EXERCISE AIM:
Gather every line in the items below that contains the word "button" and copy each one. Case counts, so match uppercase and lowercase letters precisely.

PROVIDED MATERIAL:
↓↓↓
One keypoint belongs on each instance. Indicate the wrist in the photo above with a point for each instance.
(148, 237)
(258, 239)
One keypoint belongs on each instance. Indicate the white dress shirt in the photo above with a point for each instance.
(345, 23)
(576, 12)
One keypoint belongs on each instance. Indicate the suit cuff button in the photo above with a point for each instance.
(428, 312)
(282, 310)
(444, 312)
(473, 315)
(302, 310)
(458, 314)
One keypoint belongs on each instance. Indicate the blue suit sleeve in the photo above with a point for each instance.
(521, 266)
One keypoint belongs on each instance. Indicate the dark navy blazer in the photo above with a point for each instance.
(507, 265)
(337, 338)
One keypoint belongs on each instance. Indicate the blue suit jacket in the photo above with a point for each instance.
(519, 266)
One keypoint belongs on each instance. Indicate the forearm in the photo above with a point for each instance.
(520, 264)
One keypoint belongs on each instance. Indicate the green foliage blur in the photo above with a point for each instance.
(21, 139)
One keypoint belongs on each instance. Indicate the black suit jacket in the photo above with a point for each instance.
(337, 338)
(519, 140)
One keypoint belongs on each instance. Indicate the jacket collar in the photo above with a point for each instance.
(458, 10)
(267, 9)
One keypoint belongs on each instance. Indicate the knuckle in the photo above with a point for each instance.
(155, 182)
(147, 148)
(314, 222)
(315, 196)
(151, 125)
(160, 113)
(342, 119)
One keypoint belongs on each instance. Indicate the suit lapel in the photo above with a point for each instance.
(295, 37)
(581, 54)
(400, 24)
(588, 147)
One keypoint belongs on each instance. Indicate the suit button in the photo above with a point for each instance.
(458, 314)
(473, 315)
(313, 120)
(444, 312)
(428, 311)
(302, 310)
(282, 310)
↑↑↑
↓↓↓
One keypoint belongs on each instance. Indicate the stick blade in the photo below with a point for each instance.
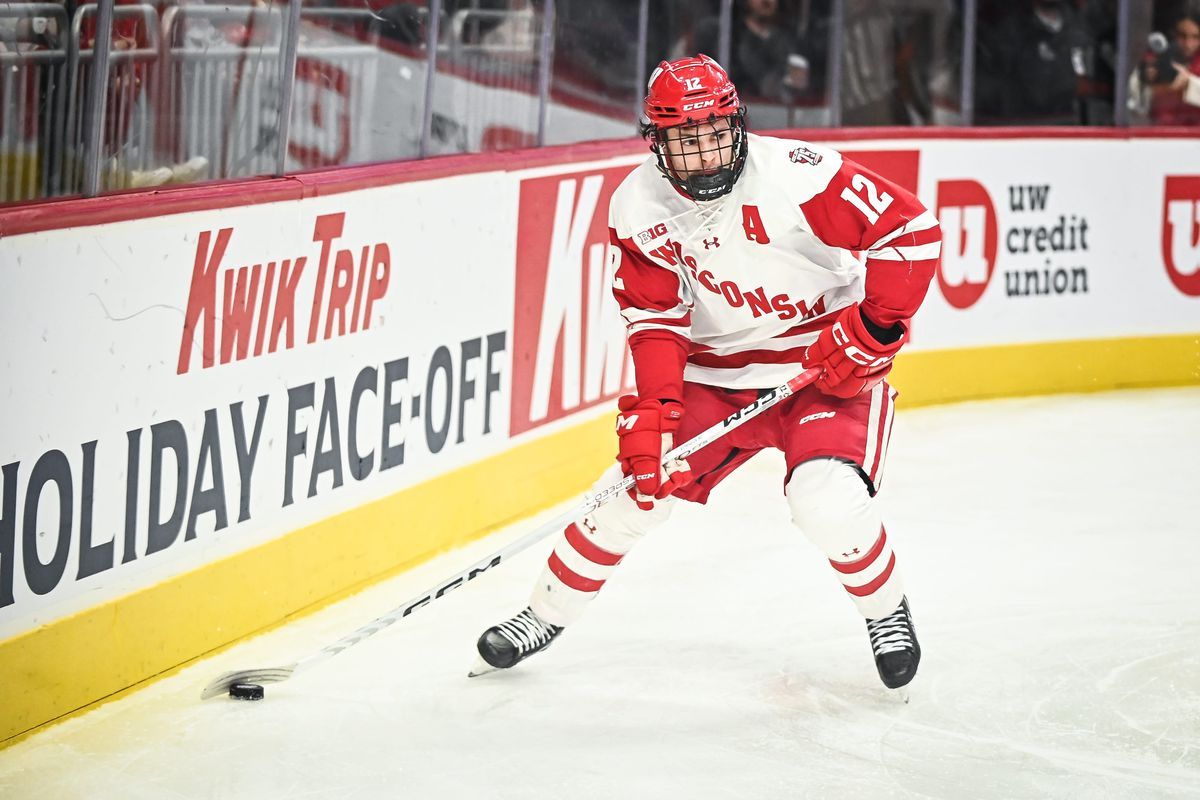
↑↑↑
COMPLETED EXERCISE:
One keypoint belongs on each instance. Indicate the suit cuff button in the photo above with a point for each instance.
One keypoint belongs on each instance. Indicate the suit button in the photo above with a point for each instance.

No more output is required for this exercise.